— Required action —
All records below are to be set down exactly, each character intact.

— Source material —
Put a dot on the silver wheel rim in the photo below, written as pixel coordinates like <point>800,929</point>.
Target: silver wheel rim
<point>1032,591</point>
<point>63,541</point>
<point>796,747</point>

— Task result —
Put a dot on the silver wheel rim in the photo below, written as pixel coordinates like <point>800,929</point>.
Target: silver wheel rim
<point>1032,591</point>
<point>63,541</point>
<point>796,747</point>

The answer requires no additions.